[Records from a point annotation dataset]
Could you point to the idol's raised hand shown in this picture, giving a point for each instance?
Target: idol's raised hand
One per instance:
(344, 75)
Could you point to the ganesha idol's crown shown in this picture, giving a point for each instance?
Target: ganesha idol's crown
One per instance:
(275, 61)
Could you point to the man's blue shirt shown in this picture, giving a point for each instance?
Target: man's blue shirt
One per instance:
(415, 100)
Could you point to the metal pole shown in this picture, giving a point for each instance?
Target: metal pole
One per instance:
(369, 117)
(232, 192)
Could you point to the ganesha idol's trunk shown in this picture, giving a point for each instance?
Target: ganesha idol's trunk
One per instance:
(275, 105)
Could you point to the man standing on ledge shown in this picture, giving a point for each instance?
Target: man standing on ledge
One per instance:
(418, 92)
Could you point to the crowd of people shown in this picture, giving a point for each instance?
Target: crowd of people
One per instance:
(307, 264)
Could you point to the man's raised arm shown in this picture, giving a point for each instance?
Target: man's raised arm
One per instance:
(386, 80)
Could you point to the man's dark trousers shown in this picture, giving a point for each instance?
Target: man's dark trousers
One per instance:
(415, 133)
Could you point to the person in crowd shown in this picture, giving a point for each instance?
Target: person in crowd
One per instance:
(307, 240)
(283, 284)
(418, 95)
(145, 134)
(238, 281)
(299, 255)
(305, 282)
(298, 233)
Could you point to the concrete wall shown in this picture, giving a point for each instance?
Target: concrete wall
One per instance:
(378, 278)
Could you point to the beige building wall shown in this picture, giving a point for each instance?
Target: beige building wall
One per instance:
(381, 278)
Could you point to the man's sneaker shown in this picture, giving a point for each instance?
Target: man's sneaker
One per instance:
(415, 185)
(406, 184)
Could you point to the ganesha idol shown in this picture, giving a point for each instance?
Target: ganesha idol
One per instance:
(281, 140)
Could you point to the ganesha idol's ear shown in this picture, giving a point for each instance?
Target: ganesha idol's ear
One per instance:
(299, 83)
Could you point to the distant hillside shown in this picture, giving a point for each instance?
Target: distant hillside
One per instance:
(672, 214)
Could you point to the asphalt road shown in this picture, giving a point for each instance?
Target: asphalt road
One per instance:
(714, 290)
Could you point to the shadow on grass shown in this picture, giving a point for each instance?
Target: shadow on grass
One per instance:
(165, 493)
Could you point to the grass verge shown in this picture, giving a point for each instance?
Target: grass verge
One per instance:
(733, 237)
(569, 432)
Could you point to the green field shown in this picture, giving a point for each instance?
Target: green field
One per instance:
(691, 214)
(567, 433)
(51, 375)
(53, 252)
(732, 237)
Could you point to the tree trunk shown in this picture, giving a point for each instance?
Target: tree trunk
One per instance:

> [Stated goal]:
Copy every one of the entries above word for word, keeping each line in its original order.

> [Response below]:
Could you point to the idol's raised hand shown in this picture, giving a point for each instance?
Target: idol's raised hand
One per instance:
(344, 75)
Could you point to the ganesha idol's crown shown in this picture, giving a point for each instance?
Target: ganesha idol's crown
One per instance:
(275, 61)
Could you point to the man's blue shirt shown in this picture, giving a point for each instance?
Target: man's blue shirt
One per instance:
(415, 100)
Could you point to the metal pole shown in this picture, giving a point for each instance?
Target: metal pole
One per instance:
(369, 117)
(232, 192)
Could you point to the ganesha idol's trunk shown in this picture, giving a point for each instance?
Target: ganesha idol's trunk
One per instance:
(275, 105)
Could you point to the man standing on ledge shown in this picture, giving a point for each instance?
Target: man standing on ledge
One per instance:
(418, 92)
Could you point to the crowd of people shown in this picture, giving a point for each instance?
Target: crowd of people
One per instance:
(307, 264)
Could you point to the man's raised arm shown in this picture, giving a point for each instance?
Target: man's raised arm
One per instance:
(386, 80)
Could you point to the man's dark trousers shown in this picture, giving a point for each instance?
Target: man's dark trousers
One per instance:
(415, 133)
Could you point to the person in crowd shown in this picture, giving a point for each instance?
Target: person in crowd
One per instance:
(307, 240)
(283, 284)
(418, 95)
(145, 134)
(238, 281)
(299, 255)
(305, 282)
(298, 233)
Could you point to the concrete wall shown in this picture, giving a point for each instance?
Target: concrete wall
One per instance:
(378, 278)
Could you point to the beige building wall shown in this picture, giving a point for each instance?
Target: beige building wall
One per instance:
(381, 278)
Could you point to the man's sneaker shown in this picture, giving a point for each instance?
Target: man's sneaker
One per instance:
(415, 185)
(406, 184)
Could you point to the ganesha idol shown in this picture, giving a point for each instance?
Target: ganesha idol
One per instance:
(281, 140)
Could you point to the ganesha idol's ear shown in this picture, giving a point for each instance?
Target: ganesha idol's ear
One per instance:
(299, 83)
Could you point to the distant hillside shown in this picture, giving a point for each instance?
Target: distant hillside
One per instance:
(672, 214)
Could you point to the asphalt road shown in this picture, giving a point for each instance?
Target: asphalt road
One per instance:
(714, 290)
Could you point to the shadow on grass shown in this picture, giving a point for each instance?
Target: shadow on grass
One per instance:
(165, 493)
Could you point to the grass verge shown in this picture, giving a point for each instance?
Target: grass verge
One per instance:
(733, 237)
(569, 432)
Could you point to the green field shown in this picture, giving a point for each instance?
Target: green field
One per instance:
(691, 214)
(567, 433)
(51, 375)
(53, 252)
(732, 237)
Could you point to the tree trunk shown in this picture, giving a point for each instance?
Target: tree trunk
One per instance:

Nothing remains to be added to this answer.